Required work: Write out only the lines running from the one that contains "Target: street sign" to the end of the material, both ends included.

Given records:
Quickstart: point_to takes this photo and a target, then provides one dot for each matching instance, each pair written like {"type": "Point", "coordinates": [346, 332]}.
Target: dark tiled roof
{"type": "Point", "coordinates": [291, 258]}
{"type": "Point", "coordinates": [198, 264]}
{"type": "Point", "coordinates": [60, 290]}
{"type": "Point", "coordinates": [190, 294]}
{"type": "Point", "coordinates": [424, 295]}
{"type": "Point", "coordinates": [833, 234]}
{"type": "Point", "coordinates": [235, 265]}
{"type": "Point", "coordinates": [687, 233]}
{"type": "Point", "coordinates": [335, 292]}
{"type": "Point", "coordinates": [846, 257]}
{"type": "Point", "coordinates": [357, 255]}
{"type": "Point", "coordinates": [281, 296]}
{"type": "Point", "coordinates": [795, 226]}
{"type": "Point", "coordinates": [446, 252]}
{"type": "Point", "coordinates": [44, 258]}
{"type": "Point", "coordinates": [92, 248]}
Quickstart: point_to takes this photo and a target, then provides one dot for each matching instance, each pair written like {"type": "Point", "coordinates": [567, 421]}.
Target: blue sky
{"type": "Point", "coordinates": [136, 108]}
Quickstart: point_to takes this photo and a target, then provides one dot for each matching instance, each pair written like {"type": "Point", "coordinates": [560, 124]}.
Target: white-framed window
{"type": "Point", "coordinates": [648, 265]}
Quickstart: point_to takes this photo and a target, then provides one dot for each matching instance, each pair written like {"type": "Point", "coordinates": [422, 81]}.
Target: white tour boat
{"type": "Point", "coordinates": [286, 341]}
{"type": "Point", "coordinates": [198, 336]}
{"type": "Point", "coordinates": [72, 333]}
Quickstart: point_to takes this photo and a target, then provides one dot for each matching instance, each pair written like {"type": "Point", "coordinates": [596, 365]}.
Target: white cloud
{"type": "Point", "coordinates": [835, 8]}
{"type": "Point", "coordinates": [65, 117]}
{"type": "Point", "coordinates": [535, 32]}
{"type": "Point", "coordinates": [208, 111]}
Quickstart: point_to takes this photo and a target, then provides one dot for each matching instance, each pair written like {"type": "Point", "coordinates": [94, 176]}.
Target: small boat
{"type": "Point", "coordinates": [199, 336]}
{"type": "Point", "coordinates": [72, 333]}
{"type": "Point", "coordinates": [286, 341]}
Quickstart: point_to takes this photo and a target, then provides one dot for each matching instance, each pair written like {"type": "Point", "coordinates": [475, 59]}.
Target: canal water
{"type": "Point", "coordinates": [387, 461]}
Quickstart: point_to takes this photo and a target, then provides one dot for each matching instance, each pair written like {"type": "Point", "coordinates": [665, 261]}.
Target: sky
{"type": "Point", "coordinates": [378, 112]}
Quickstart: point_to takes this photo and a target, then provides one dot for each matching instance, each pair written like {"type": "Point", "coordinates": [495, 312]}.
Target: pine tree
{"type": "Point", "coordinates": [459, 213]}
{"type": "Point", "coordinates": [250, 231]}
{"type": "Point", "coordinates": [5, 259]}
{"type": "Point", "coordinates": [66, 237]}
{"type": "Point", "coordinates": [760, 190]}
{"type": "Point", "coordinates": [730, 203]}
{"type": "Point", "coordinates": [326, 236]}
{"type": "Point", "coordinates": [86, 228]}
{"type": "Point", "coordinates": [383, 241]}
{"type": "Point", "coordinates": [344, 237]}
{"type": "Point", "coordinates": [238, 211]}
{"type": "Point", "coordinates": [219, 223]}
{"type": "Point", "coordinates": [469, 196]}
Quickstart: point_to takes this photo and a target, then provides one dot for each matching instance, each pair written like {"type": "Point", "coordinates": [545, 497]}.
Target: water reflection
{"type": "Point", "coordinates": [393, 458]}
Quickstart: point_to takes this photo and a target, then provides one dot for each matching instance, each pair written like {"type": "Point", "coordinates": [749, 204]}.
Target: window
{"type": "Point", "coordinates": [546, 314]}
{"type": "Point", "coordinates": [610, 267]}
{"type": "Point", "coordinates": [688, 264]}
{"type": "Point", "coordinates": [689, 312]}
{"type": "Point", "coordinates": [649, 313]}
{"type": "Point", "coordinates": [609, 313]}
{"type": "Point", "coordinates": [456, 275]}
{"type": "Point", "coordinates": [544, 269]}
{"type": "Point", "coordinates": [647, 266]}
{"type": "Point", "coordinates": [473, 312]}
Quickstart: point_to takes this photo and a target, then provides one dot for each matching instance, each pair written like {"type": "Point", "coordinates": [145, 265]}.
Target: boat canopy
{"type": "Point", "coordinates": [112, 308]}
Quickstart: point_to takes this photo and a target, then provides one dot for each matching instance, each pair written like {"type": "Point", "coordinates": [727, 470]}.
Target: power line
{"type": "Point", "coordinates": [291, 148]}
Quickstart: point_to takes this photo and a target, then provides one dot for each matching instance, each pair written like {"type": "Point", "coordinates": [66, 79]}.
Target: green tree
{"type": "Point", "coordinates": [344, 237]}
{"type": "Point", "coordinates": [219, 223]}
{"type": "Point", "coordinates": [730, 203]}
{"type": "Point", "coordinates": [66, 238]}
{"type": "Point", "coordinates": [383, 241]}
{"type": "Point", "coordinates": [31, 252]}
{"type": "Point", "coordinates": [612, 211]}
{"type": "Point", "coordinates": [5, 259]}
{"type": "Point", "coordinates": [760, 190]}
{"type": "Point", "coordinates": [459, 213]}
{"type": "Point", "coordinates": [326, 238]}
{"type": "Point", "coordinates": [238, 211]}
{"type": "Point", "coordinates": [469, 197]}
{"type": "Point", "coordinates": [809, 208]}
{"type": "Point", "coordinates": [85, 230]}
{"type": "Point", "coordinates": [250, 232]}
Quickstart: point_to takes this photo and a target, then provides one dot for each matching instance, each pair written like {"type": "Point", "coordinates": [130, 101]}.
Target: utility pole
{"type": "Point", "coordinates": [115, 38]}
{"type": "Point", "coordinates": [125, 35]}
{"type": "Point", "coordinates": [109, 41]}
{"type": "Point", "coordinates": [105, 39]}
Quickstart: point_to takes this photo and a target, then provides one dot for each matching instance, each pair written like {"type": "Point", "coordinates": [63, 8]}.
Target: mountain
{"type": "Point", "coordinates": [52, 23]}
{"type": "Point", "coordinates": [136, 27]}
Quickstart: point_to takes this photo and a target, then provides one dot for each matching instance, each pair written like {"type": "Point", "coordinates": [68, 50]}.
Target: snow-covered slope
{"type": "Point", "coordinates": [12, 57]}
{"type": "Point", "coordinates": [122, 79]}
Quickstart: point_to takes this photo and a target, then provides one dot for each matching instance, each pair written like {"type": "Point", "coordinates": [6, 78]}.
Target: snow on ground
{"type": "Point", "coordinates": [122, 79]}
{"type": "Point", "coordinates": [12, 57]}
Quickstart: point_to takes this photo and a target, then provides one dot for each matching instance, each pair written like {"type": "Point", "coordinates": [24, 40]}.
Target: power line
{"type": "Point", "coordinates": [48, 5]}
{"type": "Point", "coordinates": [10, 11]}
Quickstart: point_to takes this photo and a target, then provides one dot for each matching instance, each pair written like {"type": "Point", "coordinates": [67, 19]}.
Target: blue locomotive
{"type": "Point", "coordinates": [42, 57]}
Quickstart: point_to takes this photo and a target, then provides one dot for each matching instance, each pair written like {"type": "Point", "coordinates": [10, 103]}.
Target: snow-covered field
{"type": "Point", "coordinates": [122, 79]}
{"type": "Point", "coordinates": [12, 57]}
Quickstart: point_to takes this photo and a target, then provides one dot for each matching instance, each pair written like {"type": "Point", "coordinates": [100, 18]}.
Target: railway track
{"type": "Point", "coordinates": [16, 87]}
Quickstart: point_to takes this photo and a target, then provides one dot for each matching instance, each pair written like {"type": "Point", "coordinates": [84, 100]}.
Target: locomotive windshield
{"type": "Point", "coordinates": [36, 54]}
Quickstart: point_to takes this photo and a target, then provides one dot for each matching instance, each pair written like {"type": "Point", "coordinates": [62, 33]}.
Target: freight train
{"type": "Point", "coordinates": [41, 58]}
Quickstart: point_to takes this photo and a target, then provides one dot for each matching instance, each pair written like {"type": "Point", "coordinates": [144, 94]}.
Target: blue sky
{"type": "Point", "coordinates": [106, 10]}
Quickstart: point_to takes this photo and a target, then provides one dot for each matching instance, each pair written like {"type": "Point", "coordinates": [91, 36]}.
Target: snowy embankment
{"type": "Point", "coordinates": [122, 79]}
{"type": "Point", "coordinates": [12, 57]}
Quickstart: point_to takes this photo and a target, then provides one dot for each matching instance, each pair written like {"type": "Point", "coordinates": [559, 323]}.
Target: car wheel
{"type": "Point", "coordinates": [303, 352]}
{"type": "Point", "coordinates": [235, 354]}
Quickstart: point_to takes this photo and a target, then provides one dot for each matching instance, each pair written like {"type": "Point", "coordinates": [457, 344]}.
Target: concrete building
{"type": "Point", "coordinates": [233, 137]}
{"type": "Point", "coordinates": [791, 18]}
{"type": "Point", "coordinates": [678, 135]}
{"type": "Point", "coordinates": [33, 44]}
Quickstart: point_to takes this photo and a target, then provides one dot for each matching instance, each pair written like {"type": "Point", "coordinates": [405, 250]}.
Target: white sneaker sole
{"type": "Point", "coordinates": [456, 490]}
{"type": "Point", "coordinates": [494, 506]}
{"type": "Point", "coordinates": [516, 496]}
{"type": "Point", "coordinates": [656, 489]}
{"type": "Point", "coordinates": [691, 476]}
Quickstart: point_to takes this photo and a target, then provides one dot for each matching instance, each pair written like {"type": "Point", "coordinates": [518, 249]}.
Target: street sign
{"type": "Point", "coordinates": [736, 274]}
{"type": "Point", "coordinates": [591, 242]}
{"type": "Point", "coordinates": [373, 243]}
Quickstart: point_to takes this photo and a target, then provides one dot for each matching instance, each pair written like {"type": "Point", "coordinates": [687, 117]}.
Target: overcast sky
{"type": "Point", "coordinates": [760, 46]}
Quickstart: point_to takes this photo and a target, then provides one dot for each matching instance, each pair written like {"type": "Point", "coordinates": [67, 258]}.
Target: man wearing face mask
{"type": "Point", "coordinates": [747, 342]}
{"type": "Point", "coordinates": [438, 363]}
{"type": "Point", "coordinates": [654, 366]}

Solved exercise:
Target: street sign
{"type": "Point", "coordinates": [736, 274]}
{"type": "Point", "coordinates": [591, 242]}
{"type": "Point", "coordinates": [373, 243]}
Quickstart: point_to takes this photo and a target, then provides one dot for each matching instance, each pair written like {"type": "Point", "coordinates": [687, 117]}.
Target: overcast sky
{"type": "Point", "coordinates": [760, 46]}
Quickstart: point_to takes this photo and a target, then provides one dot for each matching instance, each pair written like {"type": "Point", "coordinates": [67, 258]}.
Target: man wearing face mask
{"type": "Point", "coordinates": [747, 342]}
{"type": "Point", "coordinates": [438, 363]}
{"type": "Point", "coordinates": [654, 366]}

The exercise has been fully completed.